ASSIGNMENT: Search term "dark": work out how many lines of the data below contain it, and answer with that number alone.

RECORDS TO USE:
[Start of Attachment]
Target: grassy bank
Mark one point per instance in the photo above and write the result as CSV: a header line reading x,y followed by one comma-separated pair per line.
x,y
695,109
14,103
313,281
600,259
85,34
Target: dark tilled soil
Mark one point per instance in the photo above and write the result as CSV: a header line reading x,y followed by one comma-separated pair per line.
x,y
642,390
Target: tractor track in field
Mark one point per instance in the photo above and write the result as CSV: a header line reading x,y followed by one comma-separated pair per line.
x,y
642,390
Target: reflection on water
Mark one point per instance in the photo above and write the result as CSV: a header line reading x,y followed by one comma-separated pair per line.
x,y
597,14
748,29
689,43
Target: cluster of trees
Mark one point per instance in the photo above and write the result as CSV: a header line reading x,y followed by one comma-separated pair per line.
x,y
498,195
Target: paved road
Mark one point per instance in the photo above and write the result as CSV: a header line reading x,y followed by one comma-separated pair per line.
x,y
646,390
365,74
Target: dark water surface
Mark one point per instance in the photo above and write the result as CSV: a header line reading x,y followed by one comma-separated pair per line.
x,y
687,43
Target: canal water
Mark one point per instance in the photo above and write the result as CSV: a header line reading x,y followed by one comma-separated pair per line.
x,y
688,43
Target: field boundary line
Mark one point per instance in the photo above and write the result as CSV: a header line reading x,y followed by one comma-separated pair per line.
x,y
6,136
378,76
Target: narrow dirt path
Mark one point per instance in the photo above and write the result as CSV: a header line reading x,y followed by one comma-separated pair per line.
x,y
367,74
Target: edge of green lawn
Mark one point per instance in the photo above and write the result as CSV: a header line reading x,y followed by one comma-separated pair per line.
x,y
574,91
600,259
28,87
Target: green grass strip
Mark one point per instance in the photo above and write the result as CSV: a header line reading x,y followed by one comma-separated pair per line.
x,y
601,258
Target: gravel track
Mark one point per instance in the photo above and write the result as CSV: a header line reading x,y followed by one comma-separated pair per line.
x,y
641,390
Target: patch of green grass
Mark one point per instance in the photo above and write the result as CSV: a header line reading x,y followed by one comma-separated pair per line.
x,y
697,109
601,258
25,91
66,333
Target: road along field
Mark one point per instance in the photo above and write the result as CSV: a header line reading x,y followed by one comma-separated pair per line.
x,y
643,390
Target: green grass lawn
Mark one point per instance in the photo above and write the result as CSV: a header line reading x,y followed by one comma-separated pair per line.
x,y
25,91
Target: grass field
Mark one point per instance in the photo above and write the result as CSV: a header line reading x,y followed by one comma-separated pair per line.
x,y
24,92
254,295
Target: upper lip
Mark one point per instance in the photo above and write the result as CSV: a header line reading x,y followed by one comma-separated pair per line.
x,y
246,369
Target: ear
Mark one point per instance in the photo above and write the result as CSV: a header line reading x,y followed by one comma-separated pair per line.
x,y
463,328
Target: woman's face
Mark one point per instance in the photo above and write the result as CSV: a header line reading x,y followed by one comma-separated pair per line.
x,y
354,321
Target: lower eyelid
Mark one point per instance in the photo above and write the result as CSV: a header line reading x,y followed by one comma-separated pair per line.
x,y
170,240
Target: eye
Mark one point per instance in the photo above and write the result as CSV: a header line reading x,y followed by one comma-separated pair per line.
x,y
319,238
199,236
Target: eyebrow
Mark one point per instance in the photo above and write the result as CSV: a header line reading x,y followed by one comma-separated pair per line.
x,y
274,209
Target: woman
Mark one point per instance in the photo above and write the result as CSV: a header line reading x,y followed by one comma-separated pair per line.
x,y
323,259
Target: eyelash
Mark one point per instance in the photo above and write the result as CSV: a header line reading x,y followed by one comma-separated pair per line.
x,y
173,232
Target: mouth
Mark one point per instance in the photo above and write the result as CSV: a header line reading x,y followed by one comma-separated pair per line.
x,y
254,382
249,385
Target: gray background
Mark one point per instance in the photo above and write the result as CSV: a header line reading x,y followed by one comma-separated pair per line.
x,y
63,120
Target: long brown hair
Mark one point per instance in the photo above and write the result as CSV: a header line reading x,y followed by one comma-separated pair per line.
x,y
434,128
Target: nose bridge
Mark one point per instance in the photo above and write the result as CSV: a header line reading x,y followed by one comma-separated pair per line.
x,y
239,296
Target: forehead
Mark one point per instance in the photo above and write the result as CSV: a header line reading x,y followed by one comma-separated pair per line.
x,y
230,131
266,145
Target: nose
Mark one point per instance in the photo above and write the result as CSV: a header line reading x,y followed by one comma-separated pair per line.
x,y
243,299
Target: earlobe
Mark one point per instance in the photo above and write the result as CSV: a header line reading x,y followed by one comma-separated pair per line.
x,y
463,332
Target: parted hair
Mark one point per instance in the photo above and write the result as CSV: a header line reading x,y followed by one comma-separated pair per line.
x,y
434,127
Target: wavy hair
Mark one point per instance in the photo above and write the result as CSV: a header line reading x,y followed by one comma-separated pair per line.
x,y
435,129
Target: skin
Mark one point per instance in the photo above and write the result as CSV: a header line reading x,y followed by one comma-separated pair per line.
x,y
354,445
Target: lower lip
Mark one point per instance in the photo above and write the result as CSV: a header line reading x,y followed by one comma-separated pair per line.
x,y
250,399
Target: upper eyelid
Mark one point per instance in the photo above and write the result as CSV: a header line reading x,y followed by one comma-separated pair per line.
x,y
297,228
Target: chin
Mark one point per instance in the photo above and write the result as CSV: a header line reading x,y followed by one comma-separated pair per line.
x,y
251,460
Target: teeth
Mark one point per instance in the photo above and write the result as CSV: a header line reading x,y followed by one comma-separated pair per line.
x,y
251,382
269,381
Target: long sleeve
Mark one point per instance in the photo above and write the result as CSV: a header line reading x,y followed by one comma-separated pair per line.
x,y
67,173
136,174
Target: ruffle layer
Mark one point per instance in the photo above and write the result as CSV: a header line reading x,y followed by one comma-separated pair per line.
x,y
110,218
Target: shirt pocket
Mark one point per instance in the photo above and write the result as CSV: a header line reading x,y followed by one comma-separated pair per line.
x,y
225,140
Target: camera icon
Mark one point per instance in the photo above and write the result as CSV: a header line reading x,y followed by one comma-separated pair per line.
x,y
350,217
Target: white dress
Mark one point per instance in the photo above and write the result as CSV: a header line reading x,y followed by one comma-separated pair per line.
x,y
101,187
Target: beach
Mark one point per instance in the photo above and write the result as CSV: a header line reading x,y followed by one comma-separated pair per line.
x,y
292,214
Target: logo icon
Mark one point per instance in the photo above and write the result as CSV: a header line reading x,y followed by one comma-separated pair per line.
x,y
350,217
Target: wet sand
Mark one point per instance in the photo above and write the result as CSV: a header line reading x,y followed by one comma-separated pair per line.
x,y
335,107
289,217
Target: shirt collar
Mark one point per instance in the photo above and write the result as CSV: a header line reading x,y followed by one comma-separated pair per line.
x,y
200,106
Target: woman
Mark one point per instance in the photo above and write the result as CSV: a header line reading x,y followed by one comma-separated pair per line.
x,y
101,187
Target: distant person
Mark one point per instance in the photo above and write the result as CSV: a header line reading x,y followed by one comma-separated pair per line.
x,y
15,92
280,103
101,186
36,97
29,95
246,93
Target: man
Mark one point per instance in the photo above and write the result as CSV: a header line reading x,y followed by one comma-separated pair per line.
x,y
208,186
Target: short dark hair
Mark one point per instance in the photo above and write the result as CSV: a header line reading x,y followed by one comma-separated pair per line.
[End of Attachment]
EXERCISE RESPONSE: 3